_EXTRACT_
[Start of section]

Sinking health care spiral

One of the most recent authoritative reports on health care showed that more than one of out of five Tennesseans between the ages of 18 and 65 -- 857,000 people, or 22 percent of the 18-to-65 population segment -- did not seek health care when they needed it in 2010. And that's just the number of uninsured Tennesseans in that age group -- a rise of 57 percent in the ranks of the uninsured since 2000.

If a proportional number of 18-to-65-year olds received TennCare -- the state's Medicaid program insurance for people below the federal poverty level -- then the number of uninsured Tennesseans who avoided seeking needed health care because they couldn't afford it would have been more than one in four adults between 18 and 65.

The numbers were similar for the 18-to-65 age group in Georgia and Alabama, where 1,394,000 (24 percent) and 587,000 citizens (22 percent) respectively, were without health insurance and had unmet health care needs in 2010.

[End of section]

_SOURCE DATA_

[Start of section]

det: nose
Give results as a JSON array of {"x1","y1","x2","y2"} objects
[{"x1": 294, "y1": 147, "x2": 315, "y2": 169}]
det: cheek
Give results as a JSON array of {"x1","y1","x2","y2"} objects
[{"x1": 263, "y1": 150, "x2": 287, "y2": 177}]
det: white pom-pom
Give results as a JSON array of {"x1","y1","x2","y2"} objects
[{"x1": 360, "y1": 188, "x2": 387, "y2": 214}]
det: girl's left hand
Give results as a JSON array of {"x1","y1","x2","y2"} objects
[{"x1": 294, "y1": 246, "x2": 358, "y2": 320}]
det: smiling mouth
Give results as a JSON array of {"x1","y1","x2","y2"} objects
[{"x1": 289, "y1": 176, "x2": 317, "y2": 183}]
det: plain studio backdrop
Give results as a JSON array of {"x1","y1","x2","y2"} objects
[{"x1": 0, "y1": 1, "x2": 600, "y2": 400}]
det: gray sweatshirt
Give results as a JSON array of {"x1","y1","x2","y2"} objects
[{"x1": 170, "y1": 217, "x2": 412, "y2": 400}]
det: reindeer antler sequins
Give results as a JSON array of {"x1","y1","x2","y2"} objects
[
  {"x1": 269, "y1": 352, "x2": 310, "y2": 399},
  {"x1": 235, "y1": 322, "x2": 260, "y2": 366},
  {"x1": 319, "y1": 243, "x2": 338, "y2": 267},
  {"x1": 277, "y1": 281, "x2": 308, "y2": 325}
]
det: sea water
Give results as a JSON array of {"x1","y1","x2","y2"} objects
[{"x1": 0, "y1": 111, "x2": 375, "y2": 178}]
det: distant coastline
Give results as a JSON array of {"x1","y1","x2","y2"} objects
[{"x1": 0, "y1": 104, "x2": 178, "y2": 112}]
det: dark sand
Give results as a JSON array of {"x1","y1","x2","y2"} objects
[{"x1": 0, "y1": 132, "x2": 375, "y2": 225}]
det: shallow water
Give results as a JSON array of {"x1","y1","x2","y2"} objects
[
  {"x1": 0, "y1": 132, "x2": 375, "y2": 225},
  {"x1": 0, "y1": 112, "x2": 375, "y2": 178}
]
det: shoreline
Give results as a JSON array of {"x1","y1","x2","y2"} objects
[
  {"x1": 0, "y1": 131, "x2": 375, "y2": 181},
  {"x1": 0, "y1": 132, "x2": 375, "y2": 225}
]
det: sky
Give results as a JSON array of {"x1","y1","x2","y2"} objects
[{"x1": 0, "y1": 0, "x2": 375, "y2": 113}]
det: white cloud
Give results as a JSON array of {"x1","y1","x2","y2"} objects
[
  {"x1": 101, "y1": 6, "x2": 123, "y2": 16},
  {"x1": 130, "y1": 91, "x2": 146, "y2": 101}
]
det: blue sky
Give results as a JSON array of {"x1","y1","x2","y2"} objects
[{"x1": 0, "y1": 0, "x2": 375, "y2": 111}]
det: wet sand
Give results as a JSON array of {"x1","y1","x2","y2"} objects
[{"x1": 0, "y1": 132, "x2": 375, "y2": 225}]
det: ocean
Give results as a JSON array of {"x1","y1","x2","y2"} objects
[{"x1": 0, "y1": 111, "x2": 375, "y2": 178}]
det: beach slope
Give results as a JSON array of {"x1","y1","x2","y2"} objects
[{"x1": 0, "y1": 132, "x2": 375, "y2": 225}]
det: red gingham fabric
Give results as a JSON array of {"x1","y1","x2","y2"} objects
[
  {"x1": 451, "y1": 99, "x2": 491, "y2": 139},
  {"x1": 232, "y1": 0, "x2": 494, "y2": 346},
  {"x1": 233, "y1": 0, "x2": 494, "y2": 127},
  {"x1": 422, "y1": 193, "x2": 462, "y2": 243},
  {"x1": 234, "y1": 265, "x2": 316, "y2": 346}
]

[End of section]

_WHAT YOU WILL DO_
[A] Copy the health care passage between "If a proportional" and "between 18 and 65.", inclusive.
[B] According to the health care passage, how many Georgia citizens in the 18-to-65 age group were without health insurance and had unmet health care needs in 2010?
The lines come from a separate source and are unrelated to the health care passage.

_LIST OF SOLUTIONS_
[A]
If a proportional number of 18-to-65-year olds received TennCare -- the state's Medicaid program insurance for people below the federal poverty level -- then the number of uninsured Tennesseans who avoided seeking needed health care because they couldn't afford it would have been more than one in four adults between 18 and 65.

[B] 1,394,000 (24 percent)